__TEXTAUSZUG__.
((

Alle anderen kaufen den Mist im Karton, sie macht es alles selbst.
Da stand ich dann neben ihr in der Kueche und war gespannt, wie ein Flitzebogen. Fuer das Stuffing hatte sie extra sausage besorgt und das fettige Zeug brutzelte in der Pfanne vor sich hin.
Und dann der Augenblick, als ich mal wieder vom Glauben abfiel.
Ihr Stuffing ist gar nicht selbstgemacht, das scheint fuer sie ein sehr dehnbarer Begriff zu sein. Es reicht in ihren Augen schon, wenn sie sausage mit dem vorgefertigten Stuffing Mix vermengt und das dann mit Bruehe zu einer klebrigen Pampe fertig ruehrt. Feddisch…
Es war dann spaeter Nachmittag. Die erwachsenen Kinder von Schwiemu2 sagten schon Tage vorher bescheid, dass sie es nicht bis um 5 schaffen wuerden.
Das Essen war trotzdem schon um halb 5 fertig. Und notiere, es kann eigentlich egal sein, wie frueh man bescheid sagt, dass man dann und dann spaeter kommt. Schwiegereltern sind trotzdem schon 10 Minuten vorher angepisst.

))

__AUFGABENSTELLUNG__.
(a) Wann war das Essen laut dem Textauszug fertig?
(b) Übersetze bitte den Satz „Das Essen war trotzdem schon um halb 5 fertig.“ aus dem Textauszug ins Englische.
(c) Gib aus dem Textauszug den Abschnitt von „Und dann der“ bis „5 schaffen wuerden.“ wortgetreu aus.

__DATENEINTRÄGE__.
((

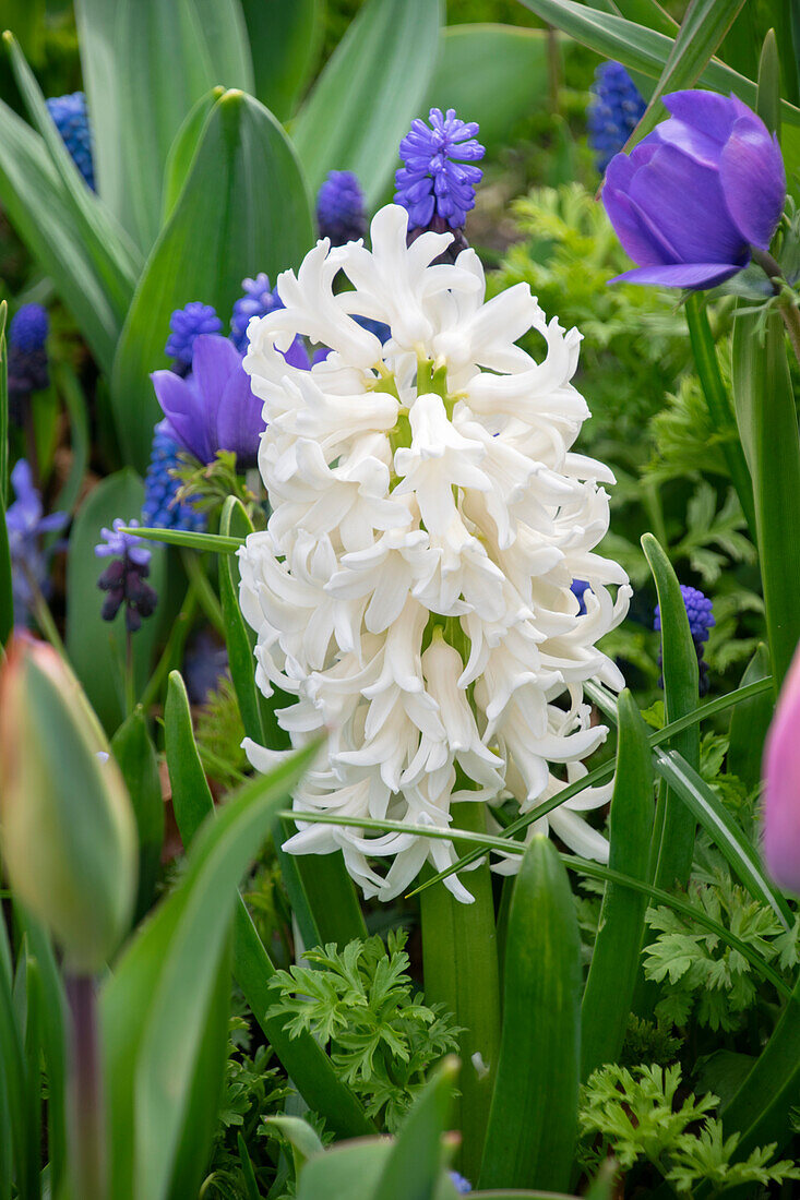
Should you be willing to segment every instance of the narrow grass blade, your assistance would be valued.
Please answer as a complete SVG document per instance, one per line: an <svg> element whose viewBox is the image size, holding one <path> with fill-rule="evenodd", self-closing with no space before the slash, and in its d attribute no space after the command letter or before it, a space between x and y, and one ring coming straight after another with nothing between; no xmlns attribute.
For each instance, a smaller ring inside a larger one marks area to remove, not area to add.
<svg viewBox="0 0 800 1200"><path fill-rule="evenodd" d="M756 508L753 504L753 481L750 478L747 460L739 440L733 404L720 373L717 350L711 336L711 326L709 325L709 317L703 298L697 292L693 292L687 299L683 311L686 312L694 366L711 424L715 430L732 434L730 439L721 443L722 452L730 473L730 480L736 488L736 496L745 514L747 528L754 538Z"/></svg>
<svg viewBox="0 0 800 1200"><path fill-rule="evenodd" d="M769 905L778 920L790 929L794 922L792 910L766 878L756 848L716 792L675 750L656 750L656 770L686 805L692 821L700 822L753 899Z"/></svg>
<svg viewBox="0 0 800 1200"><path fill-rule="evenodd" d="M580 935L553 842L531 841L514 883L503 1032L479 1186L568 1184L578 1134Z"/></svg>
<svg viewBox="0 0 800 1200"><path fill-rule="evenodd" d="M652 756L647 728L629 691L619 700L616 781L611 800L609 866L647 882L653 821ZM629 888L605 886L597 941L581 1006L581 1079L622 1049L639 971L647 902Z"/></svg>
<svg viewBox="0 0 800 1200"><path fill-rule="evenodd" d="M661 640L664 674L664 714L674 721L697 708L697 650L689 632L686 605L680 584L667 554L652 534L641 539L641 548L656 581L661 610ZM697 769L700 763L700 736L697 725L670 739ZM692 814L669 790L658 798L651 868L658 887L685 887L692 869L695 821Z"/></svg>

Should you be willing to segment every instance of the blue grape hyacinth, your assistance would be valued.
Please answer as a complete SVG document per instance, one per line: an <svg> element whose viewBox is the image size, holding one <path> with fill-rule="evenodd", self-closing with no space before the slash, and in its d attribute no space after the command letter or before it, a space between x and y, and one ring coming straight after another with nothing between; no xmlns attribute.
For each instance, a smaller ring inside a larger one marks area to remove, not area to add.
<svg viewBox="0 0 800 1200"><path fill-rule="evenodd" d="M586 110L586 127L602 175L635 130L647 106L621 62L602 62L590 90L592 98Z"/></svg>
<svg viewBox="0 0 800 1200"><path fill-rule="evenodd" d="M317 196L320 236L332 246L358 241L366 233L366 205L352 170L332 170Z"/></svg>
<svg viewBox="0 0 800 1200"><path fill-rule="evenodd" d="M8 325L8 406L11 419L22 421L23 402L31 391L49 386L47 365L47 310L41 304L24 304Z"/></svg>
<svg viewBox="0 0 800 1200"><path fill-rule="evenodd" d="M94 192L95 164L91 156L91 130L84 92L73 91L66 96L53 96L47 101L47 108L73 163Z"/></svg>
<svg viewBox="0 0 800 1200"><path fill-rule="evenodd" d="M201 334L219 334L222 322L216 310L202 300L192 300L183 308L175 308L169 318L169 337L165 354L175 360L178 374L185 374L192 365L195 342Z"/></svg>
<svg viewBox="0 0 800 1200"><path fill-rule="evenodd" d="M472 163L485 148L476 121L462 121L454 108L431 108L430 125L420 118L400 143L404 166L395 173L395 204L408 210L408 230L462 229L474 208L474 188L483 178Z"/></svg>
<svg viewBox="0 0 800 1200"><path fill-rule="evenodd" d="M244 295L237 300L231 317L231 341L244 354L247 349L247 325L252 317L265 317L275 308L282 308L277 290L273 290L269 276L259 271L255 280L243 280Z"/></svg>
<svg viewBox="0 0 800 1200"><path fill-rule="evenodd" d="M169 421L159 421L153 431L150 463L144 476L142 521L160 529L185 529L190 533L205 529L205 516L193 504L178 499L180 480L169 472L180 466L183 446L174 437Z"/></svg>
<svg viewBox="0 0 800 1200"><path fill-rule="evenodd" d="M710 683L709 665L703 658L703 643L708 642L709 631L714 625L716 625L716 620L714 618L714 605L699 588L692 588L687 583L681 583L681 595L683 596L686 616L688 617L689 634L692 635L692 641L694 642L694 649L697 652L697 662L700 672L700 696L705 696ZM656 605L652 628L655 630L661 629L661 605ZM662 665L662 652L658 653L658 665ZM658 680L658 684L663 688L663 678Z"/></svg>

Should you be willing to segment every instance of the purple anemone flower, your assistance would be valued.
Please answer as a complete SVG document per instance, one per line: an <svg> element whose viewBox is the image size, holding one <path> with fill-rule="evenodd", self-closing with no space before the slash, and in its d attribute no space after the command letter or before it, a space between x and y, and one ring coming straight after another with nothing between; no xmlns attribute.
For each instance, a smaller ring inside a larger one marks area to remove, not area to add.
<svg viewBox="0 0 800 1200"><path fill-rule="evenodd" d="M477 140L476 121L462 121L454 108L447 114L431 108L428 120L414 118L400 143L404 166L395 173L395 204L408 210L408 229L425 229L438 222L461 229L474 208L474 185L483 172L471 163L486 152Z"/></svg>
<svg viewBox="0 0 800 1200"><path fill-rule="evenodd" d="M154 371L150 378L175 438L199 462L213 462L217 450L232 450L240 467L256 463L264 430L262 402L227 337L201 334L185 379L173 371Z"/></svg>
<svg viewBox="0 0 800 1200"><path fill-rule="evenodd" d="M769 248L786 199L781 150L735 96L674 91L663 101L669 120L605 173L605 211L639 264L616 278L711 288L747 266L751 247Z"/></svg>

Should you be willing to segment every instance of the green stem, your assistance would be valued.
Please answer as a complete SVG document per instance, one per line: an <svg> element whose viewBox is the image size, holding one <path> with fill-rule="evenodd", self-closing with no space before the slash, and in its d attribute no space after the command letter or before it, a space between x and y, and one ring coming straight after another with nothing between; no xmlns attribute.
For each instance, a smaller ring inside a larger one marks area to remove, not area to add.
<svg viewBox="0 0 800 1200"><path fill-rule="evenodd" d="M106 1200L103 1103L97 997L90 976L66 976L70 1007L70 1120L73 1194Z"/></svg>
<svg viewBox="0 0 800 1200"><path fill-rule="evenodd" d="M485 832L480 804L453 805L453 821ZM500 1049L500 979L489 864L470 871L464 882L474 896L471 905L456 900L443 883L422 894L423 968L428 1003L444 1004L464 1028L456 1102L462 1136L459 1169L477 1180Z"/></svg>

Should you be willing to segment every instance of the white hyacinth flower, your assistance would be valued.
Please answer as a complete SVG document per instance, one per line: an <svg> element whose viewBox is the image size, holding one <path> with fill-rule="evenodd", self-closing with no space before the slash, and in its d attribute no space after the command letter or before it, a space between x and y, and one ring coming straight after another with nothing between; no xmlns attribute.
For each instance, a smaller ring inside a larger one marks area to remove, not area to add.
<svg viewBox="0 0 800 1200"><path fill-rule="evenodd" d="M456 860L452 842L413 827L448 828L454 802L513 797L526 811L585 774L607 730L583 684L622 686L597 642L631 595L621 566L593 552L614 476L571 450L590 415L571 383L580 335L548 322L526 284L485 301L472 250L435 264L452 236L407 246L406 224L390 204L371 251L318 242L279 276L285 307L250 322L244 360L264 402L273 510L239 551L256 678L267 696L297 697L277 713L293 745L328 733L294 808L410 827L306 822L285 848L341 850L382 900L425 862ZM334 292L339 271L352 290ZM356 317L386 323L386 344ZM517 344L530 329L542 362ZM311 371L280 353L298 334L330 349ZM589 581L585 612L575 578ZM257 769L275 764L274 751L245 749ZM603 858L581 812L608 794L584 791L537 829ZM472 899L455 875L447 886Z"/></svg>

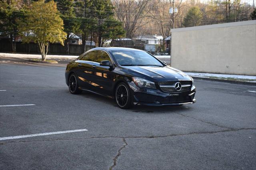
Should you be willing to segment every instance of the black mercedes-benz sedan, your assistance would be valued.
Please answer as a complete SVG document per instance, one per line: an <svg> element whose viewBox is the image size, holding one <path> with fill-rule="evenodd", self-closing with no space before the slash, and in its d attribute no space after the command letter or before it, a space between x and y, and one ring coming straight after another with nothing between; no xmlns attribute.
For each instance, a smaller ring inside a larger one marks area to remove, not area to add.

))

__LÖSUNGEN__.
(a) Um halb 5.

(b) The meal was nevertheless already ready at half past four.

(c)
Und dann der Augenblick, als ich mal wieder vom Glauben abfiel.
Ihr Stuffing ist gar nicht selbstgemacht, das scheint fuer sie ein sehr dehnbarer Begriff zu sein. Es reicht in ihren Augen schon, wenn sie sausage mit dem vorgefertigten Stuffing Mix vermengt und das dann mit Bruehe zu einer klebrigen Pampe fertig ruehrt. Feddisch…
Es war dann spaeter Nachmittag. Die erwachsenen Kinder von Schwiemu2 sagten schon Tage vorher bescheid, dass sie es nicht bis um 5 schaffen wuerden.